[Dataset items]
*-*-*

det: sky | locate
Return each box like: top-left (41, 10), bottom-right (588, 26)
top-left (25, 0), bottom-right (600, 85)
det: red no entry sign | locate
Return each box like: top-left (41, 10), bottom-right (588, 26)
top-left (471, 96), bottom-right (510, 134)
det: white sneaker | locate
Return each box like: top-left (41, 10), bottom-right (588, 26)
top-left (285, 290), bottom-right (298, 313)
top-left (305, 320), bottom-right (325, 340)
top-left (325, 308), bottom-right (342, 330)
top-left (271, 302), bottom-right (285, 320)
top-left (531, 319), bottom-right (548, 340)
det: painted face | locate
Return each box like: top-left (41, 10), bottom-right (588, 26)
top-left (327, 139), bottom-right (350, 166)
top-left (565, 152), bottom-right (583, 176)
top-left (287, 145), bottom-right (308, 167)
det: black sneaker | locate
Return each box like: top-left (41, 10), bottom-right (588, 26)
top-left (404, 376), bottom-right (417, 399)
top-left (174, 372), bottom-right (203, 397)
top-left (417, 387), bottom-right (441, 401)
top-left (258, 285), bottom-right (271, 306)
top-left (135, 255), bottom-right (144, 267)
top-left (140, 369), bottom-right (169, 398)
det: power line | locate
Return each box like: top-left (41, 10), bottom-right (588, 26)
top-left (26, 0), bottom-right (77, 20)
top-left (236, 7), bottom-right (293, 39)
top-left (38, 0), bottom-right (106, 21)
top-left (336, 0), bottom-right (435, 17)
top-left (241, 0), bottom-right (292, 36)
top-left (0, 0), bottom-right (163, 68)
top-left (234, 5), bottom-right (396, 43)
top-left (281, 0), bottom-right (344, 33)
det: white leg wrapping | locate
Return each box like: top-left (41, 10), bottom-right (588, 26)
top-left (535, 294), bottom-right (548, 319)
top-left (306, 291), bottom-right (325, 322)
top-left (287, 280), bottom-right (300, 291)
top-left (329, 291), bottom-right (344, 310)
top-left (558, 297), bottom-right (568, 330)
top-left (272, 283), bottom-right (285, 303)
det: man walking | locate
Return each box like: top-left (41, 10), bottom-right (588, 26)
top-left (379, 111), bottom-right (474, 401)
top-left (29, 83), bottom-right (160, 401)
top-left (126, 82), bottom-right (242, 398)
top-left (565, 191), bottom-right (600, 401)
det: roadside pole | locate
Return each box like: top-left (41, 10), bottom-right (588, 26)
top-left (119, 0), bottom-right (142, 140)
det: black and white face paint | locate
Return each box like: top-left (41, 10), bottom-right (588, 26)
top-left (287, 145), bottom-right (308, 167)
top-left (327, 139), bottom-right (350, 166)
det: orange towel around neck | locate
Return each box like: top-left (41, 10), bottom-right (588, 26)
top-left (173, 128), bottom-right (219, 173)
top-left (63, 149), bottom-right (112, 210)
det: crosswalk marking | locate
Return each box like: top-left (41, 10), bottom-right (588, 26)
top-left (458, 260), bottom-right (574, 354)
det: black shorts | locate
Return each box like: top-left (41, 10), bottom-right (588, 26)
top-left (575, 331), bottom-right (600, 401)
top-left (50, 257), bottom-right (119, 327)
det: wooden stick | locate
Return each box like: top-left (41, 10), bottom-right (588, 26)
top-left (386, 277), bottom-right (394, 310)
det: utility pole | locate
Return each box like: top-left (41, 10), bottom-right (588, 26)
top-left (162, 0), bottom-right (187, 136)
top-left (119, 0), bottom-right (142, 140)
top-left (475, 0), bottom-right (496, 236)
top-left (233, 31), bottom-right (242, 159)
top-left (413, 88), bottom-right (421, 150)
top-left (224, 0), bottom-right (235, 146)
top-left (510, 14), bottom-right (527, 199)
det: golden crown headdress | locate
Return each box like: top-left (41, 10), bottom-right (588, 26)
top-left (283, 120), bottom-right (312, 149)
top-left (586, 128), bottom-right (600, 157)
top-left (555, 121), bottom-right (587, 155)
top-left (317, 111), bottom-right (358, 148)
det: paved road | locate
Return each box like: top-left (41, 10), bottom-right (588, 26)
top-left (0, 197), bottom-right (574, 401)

*-*-*

Rewrite part of the records above as a JSON list of strings, with one string for each line and no blank lines. Begin at the line that has "det: power line | locate", and stop after the line that has "top-left (281, 0), bottom-right (344, 33)".

[
  "det: power line | locate",
  "Return each box like: top-left (41, 10), bottom-right (588, 26)",
  "top-left (26, 0), bottom-right (77, 20)",
  "top-left (236, 7), bottom-right (293, 39)",
  "top-left (38, 0), bottom-right (106, 21)",
  "top-left (336, 0), bottom-right (435, 17)",
  "top-left (241, 0), bottom-right (292, 36)",
  "top-left (0, 0), bottom-right (163, 68)",
  "top-left (234, 5), bottom-right (396, 43)",
  "top-left (281, 0), bottom-right (344, 33)"
]